**What this task involves:** Restate each line of the listing exactly, without carrying over any pictures.

**Data entries:**
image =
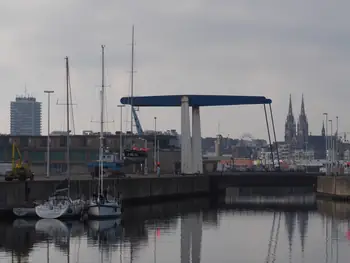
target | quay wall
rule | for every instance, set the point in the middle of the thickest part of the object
(337, 187)
(131, 189)
(146, 188)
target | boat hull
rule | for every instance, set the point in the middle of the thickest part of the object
(105, 210)
(65, 210)
(24, 212)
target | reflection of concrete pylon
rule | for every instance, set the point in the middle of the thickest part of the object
(191, 238)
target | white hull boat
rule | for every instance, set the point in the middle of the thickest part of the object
(25, 211)
(60, 207)
(100, 206)
(103, 209)
(52, 227)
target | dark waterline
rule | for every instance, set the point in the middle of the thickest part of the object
(245, 225)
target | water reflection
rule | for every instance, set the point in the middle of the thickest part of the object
(250, 225)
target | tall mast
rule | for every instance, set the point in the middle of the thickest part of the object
(102, 121)
(132, 80)
(68, 131)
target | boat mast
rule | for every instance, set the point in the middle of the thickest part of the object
(132, 81)
(68, 131)
(101, 122)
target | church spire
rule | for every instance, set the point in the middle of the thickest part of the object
(290, 110)
(302, 111)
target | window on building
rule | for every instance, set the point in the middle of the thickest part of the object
(63, 141)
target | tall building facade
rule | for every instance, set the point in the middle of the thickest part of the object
(296, 136)
(25, 116)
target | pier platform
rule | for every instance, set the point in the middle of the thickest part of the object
(334, 187)
(148, 188)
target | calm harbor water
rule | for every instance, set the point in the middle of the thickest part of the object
(246, 225)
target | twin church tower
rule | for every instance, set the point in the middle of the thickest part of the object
(296, 135)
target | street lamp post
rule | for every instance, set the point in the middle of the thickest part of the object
(155, 145)
(326, 138)
(121, 132)
(145, 169)
(331, 144)
(48, 92)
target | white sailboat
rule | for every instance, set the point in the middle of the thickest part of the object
(60, 204)
(102, 205)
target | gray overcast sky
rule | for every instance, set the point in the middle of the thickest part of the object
(243, 47)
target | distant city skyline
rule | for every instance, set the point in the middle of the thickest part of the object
(223, 47)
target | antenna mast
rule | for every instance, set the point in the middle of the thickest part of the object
(132, 80)
(68, 131)
(102, 121)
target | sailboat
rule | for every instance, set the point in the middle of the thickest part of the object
(60, 203)
(102, 205)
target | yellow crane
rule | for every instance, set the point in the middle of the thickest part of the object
(20, 171)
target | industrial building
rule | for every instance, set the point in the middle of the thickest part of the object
(25, 116)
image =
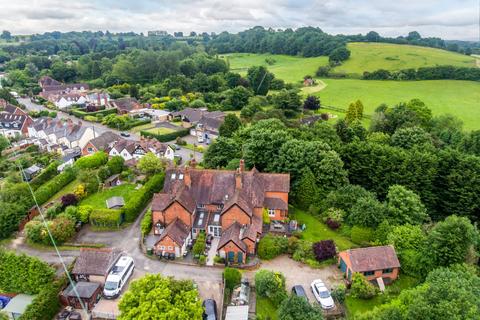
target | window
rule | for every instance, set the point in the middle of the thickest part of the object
(271, 212)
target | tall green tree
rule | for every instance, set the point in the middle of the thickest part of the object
(153, 295)
(230, 125)
(404, 206)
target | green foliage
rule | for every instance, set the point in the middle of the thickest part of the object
(150, 164)
(306, 189)
(49, 189)
(167, 136)
(200, 244)
(142, 196)
(106, 217)
(450, 241)
(362, 235)
(271, 246)
(232, 278)
(84, 213)
(48, 173)
(267, 283)
(404, 206)
(230, 125)
(361, 288)
(155, 295)
(146, 224)
(23, 274)
(92, 161)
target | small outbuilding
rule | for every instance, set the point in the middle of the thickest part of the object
(88, 292)
(17, 306)
(94, 264)
(115, 202)
(374, 263)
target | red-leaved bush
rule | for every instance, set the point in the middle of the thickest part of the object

**Solved exercise:**
image =
target | quay wall
rule | for every instance, set the point in the middle of the thickest part of the object
(337, 187)
(131, 189)
(146, 188)
target | boat hull
rule | for every instance, set the point in the middle of the thickest part of the object
(105, 210)
(65, 210)
(24, 212)
target | reflection of concrete pylon
rule | for every instance, set the point in the middle of the thickest part of the object
(191, 238)
target | white hull boat
rule | for every instance, set the point in the middle of the thickest part of the object
(25, 211)
(60, 207)
(100, 206)
(103, 209)
(52, 227)
target | dark waterline
rule | for every instance, set the point in the middle of the thickest part of the object
(245, 225)
target | water reflection
rule | for every instance, set the point in the middle of the thickest part of the object
(250, 225)
target | tall mast
rule | for every instance, set the point in the middle of the thickest part of the object
(102, 121)
(132, 80)
(68, 131)
target | boat mast
rule | for every instance, set the point in the middle of the thickest part of the object
(132, 81)
(68, 131)
(101, 122)
target | church spire
rule | for every instance, set the point in the middle of the thickest part of the object
(290, 110)
(302, 111)
target | window on building
rule | for every instance, set the point in the middle of the thickest part of the object
(63, 141)
target | tall building facade
rule | for every instance, set the point in the middle of the thickest part of the object
(296, 136)
(25, 116)
target | pier platform
rule | for every instance, set the point in the middle of the thickest part of the object
(334, 187)
(148, 188)
target | calm harbor water
rule | for every instance, set the point in the middle of the thickest part of the object
(246, 225)
target | twin church tower
rule | for every instance, set the point in the middle of the thickest part of the object
(296, 135)
target | street lamp post
rule | for every instance, set the point in the middle of the thickest part of the object
(155, 145)
(326, 138)
(121, 132)
(145, 169)
(331, 144)
(48, 92)
target | white sailboat
rule | for every instance, set the point in the middle of the thickest part of the object
(60, 204)
(102, 205)
target | gray overcast sky
rule | for every instance, set the point in the middle of the thickest part of the object
(243, 47)
target | distant city skyline
rule | for every instance, set the point in the middle of the thickest part of the object
(223, 47)
target | antenna mast
rule | for every instance, set the point in the middle of the thickest part of the object
(132, 80)
(68, 131)
(102, 121)
target | sailboat
rule | for every instance, set the point in the middle of the thickest part of the object
(60, 203)
(102, 205)
target | yellow crane
rule | for every instance, set the point in the middle of the thickest part of the object
(20, 171)
target | industrial building
rule | for every instance, set the point in the middle of the thickest part of the object
(25, 116)
image =
target | window
rule | for every instance, set the point in the middle of the thickest part of the object
(271, 212)
target | tall green tree
rule | for every instance, set the point in the middle of the thickest part of the object
(153, 295)
(230, 125)
(404, 206)
target | green foliage
rule | for every instance, set the point in the middle of the thickest part of the object
(150, 164)
(306, 189)
(49, 189)
(167, 136)
(200, 244)
(142, 196)
(106, 217)
(450, 241)
(362, 235)
(271, 246)
(232, 278)
(84, 213)
(48, 173)
(267, 283)
(404, 206)
(230, 125)
(361, 288)
(155, 295)
(146, 224)
(23, 274)
(92, 161)
target | small outbuilding
rule | for every instance, set the point in the middle of the thickest part of the object
(88, 292)
(17, 306)
(94, 264)
(115, 202)
(374, 263)
target | red-leaved bush
rule | for every instance, set the point in the middle of the thickest part of the object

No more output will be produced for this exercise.